Exactly as they appear, output all of the records. Skip any images.
--
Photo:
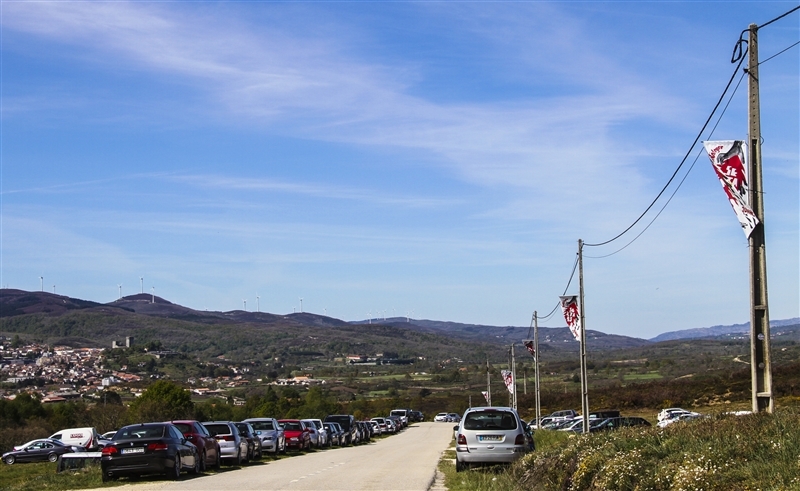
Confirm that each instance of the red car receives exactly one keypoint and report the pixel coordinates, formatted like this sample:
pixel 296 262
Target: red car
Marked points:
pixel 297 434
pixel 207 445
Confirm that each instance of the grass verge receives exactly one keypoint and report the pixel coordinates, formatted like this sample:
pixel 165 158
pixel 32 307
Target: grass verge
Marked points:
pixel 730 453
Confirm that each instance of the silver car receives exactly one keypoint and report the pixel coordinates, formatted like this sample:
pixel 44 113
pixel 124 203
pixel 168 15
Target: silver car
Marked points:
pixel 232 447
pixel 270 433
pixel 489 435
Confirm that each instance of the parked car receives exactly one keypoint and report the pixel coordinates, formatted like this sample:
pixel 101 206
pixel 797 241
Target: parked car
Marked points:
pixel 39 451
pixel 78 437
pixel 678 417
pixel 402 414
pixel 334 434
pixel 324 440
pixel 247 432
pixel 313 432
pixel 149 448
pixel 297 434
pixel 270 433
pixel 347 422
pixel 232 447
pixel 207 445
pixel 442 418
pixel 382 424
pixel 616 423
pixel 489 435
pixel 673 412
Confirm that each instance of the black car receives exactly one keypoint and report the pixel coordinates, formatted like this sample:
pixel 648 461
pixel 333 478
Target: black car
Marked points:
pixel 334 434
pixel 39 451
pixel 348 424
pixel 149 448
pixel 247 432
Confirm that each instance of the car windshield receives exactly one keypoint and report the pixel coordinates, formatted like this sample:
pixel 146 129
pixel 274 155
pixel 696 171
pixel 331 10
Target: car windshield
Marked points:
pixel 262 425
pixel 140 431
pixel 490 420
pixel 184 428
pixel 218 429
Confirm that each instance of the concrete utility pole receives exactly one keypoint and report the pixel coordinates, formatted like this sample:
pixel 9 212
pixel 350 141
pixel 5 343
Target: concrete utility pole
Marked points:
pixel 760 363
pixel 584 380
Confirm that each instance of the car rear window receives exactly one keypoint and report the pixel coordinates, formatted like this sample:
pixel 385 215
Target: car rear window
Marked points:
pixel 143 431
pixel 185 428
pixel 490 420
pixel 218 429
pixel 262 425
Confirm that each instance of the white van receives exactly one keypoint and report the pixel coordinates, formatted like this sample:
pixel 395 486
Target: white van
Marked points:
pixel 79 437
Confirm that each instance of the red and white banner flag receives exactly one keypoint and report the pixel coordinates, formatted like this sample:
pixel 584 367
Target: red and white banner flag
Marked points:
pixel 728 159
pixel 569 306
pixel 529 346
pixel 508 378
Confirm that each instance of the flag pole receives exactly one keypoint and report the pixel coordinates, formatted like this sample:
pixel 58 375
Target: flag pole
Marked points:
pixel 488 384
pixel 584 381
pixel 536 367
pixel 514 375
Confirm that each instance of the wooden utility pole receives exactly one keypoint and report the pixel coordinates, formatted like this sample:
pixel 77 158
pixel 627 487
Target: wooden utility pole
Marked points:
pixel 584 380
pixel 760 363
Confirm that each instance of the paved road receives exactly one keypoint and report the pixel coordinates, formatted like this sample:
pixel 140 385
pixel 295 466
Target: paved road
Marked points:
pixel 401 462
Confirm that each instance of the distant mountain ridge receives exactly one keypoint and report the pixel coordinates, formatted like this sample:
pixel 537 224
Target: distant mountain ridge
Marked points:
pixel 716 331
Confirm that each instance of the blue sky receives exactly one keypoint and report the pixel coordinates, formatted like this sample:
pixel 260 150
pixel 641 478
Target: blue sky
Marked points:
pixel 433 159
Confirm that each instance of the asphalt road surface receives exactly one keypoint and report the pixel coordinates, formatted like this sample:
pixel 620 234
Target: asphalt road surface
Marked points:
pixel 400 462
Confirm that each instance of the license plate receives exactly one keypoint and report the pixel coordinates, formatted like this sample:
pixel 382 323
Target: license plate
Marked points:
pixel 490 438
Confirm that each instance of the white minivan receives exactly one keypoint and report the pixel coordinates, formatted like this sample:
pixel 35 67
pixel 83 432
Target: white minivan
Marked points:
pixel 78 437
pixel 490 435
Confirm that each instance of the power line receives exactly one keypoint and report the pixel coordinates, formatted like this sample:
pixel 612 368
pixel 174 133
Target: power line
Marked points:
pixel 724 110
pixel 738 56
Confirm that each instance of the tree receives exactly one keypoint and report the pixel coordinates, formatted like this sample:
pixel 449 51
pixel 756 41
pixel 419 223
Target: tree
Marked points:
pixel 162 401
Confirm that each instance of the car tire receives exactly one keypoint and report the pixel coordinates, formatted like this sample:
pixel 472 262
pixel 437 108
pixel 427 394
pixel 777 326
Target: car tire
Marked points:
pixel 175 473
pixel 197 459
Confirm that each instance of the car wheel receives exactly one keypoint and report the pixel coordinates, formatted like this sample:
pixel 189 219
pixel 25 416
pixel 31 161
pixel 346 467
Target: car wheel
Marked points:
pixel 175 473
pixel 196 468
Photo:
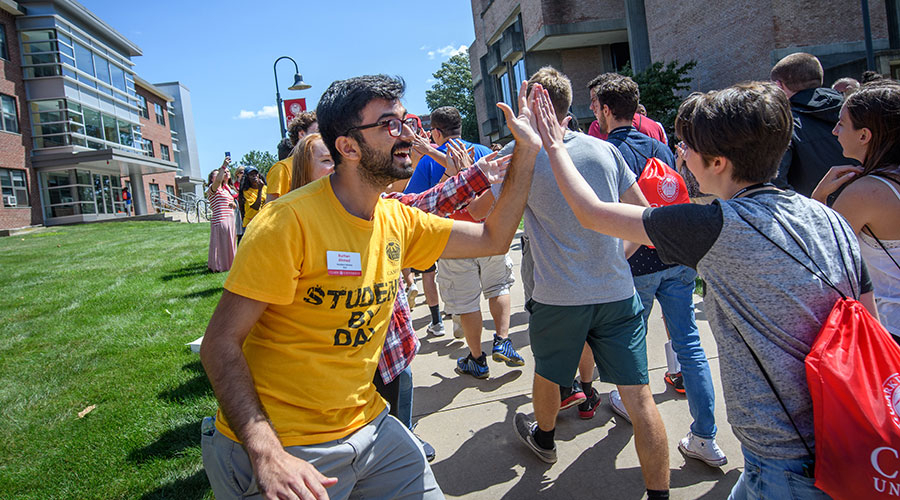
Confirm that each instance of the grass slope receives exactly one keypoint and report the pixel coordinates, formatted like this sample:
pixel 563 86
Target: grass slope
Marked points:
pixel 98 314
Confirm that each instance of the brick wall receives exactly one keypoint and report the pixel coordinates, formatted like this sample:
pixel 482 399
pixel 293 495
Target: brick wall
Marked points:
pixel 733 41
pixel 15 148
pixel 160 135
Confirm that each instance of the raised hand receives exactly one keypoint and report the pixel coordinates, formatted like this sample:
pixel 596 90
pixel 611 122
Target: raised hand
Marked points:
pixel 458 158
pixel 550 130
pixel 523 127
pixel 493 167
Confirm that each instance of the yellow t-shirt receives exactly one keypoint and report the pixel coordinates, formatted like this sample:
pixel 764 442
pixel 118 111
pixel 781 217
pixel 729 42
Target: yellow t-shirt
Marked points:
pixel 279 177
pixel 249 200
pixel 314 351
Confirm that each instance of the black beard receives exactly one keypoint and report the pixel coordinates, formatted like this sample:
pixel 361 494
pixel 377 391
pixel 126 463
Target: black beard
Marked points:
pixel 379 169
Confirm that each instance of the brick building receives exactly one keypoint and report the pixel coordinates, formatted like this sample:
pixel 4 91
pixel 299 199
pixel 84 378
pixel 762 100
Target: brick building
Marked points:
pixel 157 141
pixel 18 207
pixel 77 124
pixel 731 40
--
▶ [Task output]
Photo:
Confirm that each instance of the red car receives exactly one keypoint and report the pixel coordinates, formatted like this sample:
pixel 296 262
Target: red car
Marked points:
pixel 297 434
pixel 207 445
Confirm that each instance of the grass verge receives exactly one keypoint and report the pixel coordinates, formatted like this sample:
pixel 165 158
pixel 32 307
Target: grass verge
Marked points:
pixel 730 453
Confirm that each instance of the silver car receives exactly one keypoint and report the pixel coordinates, formatted like this sample:
pixel 44 113
pixel 124 203
pixel 168 15
Target: silver car
Marked points:
pixel 232 447
pixel 270 433
pixel 489 435
Confirm that each instance of the parked car receives exactly one keypoint and report the pixel coordinates, formatted like this sample:
pixel 101 206
pixel 797 241
Target: parked car
Marked points:
pixel 39 451
pixel 78 437
pixel 678 417
pixel 402 414
pixel 334 434
pixel 324 440
pixel 247 432
pixel 313 432
pixel 149 448
pixel 297 434
pixel 270 433
pixel 347 422
pixel 232 447
pixel 207 445
pixel 442 418
pixel 382 424
pixel 616 423
pixel 489 435
pixel 673 412
Confirm that each instance of the black car receives exactly one keypoint and report the pixel coordinates, formatted like this sample:
pixel 648 461
pixel 333 478
Target: black car
Marked points:
pixel 334 434
pixel 39 451
pixel 348 424
pixel 149 448
pixel 247 432
Confirm that each instance of the car windshield receives exactly one keypoint and report the pixel coordinates, formatted like this sample:
pixel 146 129
pixel 274 155
pixel 696 171
pixel 331 10
Target: car windshield
Marked points:
pixel 262 425
pixel 140 431
pixel 490 420
pixel 184 428
pixel 218 429
Confirm that each instance of the concrete utility pole receives exactly one keypoint and report the pixel coordinates, formatted like this sample:
pixel 9 212
pixel 350 141
pixel 5 343
Target: concrete utility pole
Marked points:
pixel 760 363
pixel 584 380
Confirm that each instance of the car rear window receives exactly one keypoint and report the pixel coordinates, formatted like this sample:
pixel 385 215
Target: car rear window
Marked points:
pixel 143 431
pixel 185 428
pixel 490 420
pixel 218 429
pixel 262 425
Confirm that each instance of the white van receives exactly one keypoint and report the pixel coordinates, formatted like this sample:
pixel 395 486
Target: white van
Marked points:
pixel 79 437
Confirm that each instance of the red and white banner flag receives exactly one keypoint and report the pixel coordinates, formatted like this sample:
pixel 584 367
Target: red and white banner flag
Marked points:
pixel 728 159
pixel 569 306
pixel 529 346
pixel 508 378
Confirm that each instance of the flag pole receives exactly one keypoint and report the pixel coordinates, formatted like this sample:
pixel 58 375
Target: flag pole
Marked points:
pixel 488 384
pixel 584 381
pixel 536 367
pixel 514 375
Confirm that each instance of the wooden utility pole receives exactly one keypoint and report the pixel coordinates, formatted like this sample:
pixel 77 158
pixel 627 487
Target: wooden utility pole
Marked points:
pixel 584 380
pixel 760 363
Confirm that each instance of the paved road receives exactly one keypoint and report the pixel coordinates, formatted like this sample:
pixel 140 385
pixel 295 466
Target: paved road
Marked points:
pixel 401 462
Confirm that each instance of the distant mountain ridge receives exactly one keypoint and report the pixel coordinates, formatted like this sample:
pixel 537 224
Target: distant mountain ridge
Marked points:
pixel 716 331
Confirm that each instance of the blue sky receives exactly one keypoint and report the pixel coordinates, formatted like this sample:
pixel 260 150
pixel 641 478
Target: blue sky
Marked points:
pixel 433 159
Confirm that each instance of the asphalt road surface receives exactly one keypoint and report the pixel coordinates, formatted like this sample:
pixel 620 234
Target: asphalt road surface
Marked points:
pixel 400 462
Confirm that each instance of the license plate receives exactly one keypoint and report the pixel coordinates, formatted like this sample:
pixel 382 323
Target: license plate
Marked points:
pixel 490 438
Confirm that each instance of the white minivan receives exactly one keypoint and report the pixel coordinates, formatted like this sample:
pixel 35 67
pixel 83 432
Target: white minivan
Marked points:
pixel 78 437
pixel 490 435
Confirm that each instance of the power line receives exactly one keypoint and report the pixel coordinates, formatted like this sample:
pixel 612 368
pixel 174 133
Target: power line
Marked points:
pixel 724 110
pixel 738 56
Confirm that each instance of the tree receives exactly one keypoint and report the pixel coordinates, formatted like this sample:
pixel 449 51
pixel 756 41
pixel 419 223
Target: tree
Marked points:
pixel 162 401
Confirm that each instance of the car tire receives exactly one keypoint and report the pixel coordinates, formatted like this sample:
pixel 472 262
pixel 437 108
pixel 427 394
pixel 777 326
Target: car tire
Marked points:
pixel 175 473
pixel 197 459
Confirm that each instance of the car wheel receives exactly one keypoint and report the pixel coordinates, formatted like this sample:
pixel 189 219
pixel 25 416
pixel 31 161
pixel 346 467
Target: car wheel
Marked points:
pixel 175 473
pixel 196 468
Photo:
Confirm that each instance of the grass slope receives exactly one keypoint and report the pixel coordinates, formatted like this sample:
pixel 563 86
Target: grass slope
Marked points:
pixel 98 314
Confirm that each instance of the brick wall receives exactly one keypoint and report the pixel coordinates, formatted like this sample:
pixel 482 399
pixel 293 495
Target: brick wall
Marked points:
pixel 733 41
pixel 15 148
pixel 160 135
Confirm that each instance of the raised hand receives exactly one keypoint and report the pixel coordinates, formatted like this sample:
pixel 596 90
pixel 611 122
Target: raised hand
Marked points:
pixel 458 158
pixel 550 130
pixel 523 127
pixel 493 167
Confirm that each instance of the yellow t-shirt receives exactly one keypoint and report the pixel coordinates, formatted like this sample:
pixel 764 442
pixel 118 111
pixel 781 217
pixel 729 42
Target: yellow t-shirt
Marked points:
pixel 279 177
pixel 249 200
pixel 314 351
Confirm that each instance of the black beard receives exactly one keypoint and report the pixel coordinates, formatted like this sample:
pixel 361 494
pixel 377 391
pixel 126 463
Target: black beard
Marked points:
pixel 379 169
Confirm that each instance of the brick building receives exactly one keypoint and report the pixel coordinates, formatted like this sample:
pixel 4 91
pixel 299 199
pixel 84 378
pixel 762 100
Target: brick building
Marked points:
pixel 157 141
pixel 18 207
pixel 77 124
pixel 731 40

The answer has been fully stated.